─── DATA LISTING

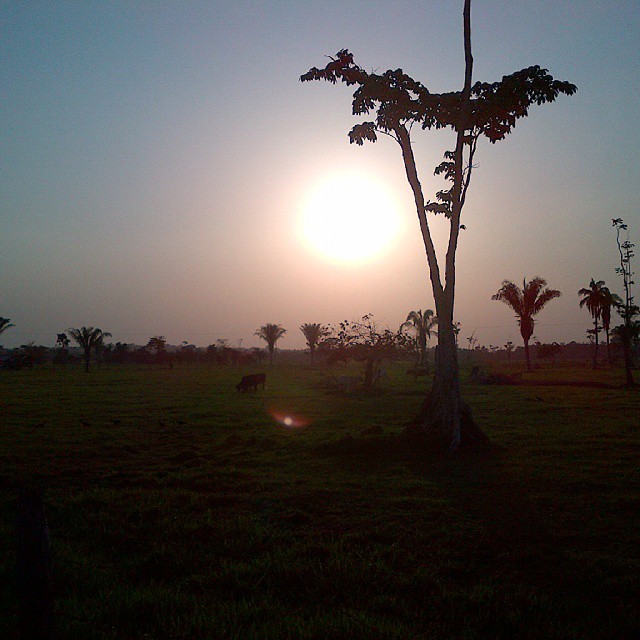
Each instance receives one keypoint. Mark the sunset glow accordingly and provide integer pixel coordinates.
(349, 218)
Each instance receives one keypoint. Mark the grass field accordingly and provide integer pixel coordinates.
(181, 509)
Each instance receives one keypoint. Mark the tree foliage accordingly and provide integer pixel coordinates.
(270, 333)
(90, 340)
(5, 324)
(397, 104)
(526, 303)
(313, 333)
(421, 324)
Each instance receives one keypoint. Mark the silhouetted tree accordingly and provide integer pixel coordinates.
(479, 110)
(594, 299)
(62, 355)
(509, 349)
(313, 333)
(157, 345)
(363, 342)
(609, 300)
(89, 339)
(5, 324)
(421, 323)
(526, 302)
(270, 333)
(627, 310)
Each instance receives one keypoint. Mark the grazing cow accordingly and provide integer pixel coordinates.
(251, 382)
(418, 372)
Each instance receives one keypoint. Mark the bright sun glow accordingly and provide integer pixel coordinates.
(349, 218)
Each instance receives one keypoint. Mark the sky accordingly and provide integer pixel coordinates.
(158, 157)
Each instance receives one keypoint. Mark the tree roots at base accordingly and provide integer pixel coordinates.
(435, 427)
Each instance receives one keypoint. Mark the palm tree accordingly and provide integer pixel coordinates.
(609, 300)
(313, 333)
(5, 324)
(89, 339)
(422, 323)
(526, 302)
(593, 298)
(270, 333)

──────
─── DATA LISTING

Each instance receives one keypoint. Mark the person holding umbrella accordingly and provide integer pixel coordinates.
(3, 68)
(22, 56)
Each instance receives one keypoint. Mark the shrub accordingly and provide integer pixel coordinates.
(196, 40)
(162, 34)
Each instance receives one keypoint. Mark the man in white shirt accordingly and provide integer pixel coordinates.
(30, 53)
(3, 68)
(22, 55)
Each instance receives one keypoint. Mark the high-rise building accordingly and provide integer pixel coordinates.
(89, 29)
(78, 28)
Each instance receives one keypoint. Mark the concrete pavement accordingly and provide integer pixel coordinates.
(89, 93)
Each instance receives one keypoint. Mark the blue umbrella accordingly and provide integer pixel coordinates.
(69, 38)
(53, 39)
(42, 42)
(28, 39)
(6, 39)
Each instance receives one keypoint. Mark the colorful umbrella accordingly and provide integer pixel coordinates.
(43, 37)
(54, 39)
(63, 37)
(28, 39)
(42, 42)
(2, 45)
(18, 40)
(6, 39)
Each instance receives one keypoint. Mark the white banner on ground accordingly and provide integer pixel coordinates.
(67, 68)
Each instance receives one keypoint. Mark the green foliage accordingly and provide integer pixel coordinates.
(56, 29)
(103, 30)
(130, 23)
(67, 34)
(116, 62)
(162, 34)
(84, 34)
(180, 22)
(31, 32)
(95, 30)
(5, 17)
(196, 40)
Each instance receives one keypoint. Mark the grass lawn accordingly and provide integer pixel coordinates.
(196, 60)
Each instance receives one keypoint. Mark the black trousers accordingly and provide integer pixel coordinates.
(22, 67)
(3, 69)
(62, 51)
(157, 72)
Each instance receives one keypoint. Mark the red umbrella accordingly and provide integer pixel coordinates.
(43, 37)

──────
─── DATA LISTING

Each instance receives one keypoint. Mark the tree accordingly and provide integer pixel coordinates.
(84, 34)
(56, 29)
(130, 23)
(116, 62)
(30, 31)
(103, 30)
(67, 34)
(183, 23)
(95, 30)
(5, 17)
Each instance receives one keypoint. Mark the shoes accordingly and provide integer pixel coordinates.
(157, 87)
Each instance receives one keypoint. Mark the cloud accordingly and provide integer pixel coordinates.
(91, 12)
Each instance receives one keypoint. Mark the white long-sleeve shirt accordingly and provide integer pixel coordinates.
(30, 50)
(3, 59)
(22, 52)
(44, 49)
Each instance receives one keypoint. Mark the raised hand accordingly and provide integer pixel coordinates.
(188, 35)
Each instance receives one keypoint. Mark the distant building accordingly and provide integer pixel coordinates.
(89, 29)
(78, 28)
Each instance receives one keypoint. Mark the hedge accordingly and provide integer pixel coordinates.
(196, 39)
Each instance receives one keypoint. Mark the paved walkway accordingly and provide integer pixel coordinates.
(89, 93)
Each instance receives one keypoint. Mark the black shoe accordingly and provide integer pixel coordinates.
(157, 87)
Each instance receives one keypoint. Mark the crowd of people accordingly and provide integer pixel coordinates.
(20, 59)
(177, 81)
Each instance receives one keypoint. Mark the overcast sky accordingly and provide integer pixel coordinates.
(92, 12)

──────

# WHAT TO PRODUCE:
How many lines in the entries above contain the word "white"? Reply with the number alone.

# ANSWER TO THIS EXERCISE:
3